◆ **Information provided**
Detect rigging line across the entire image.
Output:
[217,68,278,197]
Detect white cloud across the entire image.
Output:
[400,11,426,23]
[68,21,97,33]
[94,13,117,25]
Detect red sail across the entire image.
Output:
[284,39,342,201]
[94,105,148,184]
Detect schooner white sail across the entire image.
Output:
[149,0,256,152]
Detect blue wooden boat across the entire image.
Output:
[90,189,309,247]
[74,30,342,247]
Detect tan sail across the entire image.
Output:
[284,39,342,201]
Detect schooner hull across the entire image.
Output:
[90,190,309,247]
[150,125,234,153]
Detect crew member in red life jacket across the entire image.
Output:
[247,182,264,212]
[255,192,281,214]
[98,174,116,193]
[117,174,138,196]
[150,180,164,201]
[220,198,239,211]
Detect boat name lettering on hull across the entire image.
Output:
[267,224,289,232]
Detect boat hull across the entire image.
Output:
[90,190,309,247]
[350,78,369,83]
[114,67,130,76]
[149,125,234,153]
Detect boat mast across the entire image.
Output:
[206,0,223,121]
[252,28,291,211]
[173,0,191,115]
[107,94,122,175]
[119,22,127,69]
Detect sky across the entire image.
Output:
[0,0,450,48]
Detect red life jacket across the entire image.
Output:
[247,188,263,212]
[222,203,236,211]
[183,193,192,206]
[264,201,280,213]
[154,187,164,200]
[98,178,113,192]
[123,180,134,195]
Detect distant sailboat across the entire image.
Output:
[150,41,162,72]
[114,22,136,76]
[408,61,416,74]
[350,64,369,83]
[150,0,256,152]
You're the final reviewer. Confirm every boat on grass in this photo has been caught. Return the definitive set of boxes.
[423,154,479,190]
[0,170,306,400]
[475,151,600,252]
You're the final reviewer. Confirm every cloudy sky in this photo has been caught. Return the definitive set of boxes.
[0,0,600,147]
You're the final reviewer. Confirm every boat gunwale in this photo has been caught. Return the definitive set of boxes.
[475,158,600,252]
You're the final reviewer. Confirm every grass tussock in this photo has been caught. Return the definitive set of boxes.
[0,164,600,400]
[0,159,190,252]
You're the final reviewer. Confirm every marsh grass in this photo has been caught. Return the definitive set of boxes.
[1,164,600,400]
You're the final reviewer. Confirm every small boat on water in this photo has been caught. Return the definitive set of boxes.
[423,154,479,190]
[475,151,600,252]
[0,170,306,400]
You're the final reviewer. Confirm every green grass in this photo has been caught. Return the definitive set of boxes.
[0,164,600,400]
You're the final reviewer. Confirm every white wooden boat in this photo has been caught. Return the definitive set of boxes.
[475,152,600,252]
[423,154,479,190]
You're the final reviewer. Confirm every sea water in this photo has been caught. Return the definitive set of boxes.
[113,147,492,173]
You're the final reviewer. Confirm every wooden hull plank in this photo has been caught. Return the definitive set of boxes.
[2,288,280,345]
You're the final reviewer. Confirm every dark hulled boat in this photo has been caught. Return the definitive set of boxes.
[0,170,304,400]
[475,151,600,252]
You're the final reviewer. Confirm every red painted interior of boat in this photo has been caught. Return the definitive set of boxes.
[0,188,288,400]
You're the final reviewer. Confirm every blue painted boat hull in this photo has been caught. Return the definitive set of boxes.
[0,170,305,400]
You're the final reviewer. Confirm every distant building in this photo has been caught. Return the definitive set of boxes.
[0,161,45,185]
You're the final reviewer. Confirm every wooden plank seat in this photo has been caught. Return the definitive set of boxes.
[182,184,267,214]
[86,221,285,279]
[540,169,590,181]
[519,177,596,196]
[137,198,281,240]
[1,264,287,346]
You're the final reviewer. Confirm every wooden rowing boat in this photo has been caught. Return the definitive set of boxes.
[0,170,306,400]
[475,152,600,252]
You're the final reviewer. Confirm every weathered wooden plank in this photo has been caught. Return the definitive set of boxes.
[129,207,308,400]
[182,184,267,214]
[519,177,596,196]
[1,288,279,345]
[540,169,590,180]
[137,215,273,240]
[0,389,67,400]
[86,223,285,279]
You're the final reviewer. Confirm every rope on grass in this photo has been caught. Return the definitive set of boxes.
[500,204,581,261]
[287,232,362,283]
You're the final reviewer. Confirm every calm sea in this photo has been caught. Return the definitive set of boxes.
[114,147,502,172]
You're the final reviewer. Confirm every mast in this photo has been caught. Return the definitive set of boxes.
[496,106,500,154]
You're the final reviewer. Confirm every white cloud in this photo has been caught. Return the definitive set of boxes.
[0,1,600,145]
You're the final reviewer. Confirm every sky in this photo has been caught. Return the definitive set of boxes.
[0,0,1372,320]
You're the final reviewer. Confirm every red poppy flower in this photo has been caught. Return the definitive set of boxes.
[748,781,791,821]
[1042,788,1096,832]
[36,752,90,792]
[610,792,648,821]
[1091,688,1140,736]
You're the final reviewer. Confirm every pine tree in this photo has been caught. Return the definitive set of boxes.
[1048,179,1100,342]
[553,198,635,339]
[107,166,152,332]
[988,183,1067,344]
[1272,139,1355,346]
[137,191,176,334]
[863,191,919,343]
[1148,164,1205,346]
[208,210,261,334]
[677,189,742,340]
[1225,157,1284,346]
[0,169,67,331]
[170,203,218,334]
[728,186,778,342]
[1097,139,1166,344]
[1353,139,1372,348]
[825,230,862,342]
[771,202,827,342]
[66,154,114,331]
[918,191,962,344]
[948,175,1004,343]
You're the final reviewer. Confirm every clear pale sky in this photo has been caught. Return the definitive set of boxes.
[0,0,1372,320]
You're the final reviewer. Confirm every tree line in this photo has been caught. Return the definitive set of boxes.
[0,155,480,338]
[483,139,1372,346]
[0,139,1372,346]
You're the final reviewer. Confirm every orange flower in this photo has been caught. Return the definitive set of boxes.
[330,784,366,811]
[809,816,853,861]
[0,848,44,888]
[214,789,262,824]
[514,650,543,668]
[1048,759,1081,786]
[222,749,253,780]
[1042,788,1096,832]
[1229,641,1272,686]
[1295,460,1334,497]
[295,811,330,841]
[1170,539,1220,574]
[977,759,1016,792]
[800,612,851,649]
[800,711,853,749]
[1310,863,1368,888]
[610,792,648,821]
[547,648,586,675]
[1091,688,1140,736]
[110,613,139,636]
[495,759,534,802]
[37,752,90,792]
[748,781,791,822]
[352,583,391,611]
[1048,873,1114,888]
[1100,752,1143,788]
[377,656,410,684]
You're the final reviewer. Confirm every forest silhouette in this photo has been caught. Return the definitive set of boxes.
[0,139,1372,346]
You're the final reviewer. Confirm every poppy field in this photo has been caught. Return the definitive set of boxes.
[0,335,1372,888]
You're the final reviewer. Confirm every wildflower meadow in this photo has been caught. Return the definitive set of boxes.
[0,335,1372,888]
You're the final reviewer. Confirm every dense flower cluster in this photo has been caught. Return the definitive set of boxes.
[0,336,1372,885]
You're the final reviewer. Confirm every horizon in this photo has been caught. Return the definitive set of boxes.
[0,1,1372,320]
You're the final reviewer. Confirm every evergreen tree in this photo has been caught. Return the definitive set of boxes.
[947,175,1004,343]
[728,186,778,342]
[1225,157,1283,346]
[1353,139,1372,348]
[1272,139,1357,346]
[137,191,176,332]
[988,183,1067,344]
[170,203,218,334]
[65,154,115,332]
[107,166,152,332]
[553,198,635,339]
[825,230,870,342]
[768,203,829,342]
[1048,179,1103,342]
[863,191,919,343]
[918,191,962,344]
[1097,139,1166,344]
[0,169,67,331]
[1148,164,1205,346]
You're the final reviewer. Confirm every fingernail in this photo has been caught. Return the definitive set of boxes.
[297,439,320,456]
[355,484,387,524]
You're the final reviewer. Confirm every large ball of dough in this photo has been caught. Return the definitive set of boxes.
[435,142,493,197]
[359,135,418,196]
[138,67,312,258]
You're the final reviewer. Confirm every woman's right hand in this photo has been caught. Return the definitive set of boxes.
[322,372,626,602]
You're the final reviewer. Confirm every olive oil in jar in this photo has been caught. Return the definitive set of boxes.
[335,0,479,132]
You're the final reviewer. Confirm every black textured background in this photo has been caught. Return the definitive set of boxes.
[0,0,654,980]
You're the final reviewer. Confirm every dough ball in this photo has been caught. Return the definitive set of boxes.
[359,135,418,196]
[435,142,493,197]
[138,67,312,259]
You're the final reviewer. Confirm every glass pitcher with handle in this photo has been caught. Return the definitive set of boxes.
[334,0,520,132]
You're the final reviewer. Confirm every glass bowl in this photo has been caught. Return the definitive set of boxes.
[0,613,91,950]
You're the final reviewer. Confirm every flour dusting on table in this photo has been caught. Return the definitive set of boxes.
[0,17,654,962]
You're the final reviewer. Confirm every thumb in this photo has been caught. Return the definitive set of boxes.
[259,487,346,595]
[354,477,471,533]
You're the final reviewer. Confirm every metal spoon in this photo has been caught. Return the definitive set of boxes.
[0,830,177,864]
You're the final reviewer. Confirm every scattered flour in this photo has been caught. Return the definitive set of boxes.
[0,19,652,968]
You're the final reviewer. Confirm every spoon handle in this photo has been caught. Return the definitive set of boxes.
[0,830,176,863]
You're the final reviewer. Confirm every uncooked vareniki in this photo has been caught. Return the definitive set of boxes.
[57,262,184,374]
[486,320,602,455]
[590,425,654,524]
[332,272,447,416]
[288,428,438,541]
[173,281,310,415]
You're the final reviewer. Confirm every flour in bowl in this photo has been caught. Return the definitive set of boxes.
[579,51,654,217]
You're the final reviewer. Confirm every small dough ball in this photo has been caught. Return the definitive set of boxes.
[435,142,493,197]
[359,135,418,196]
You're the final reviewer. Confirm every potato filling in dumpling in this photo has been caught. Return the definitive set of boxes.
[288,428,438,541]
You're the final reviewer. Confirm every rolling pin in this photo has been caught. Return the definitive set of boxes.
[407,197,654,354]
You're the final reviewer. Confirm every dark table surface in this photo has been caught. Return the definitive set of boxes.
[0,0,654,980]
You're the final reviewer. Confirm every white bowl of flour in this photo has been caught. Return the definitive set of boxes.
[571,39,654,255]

◆ **Given exercise**
Change "white cloud" to "gray cloud" in the stretch from the start of the rows through the line containing "[94,105,148,184]", and write out that stretch with everything else left as it is.

◆ **Exercise answer**
Detect rigging line across the entire image.
Output:
[217,68,278,197]
Detect gray cloud across the entire image.
Output:
[400,11,426,23]
[68,21,97,33]
[94,13,117,25]
Detect red sail across the entire image.
Output:
[284,39,342,201]
[94,105,148,184]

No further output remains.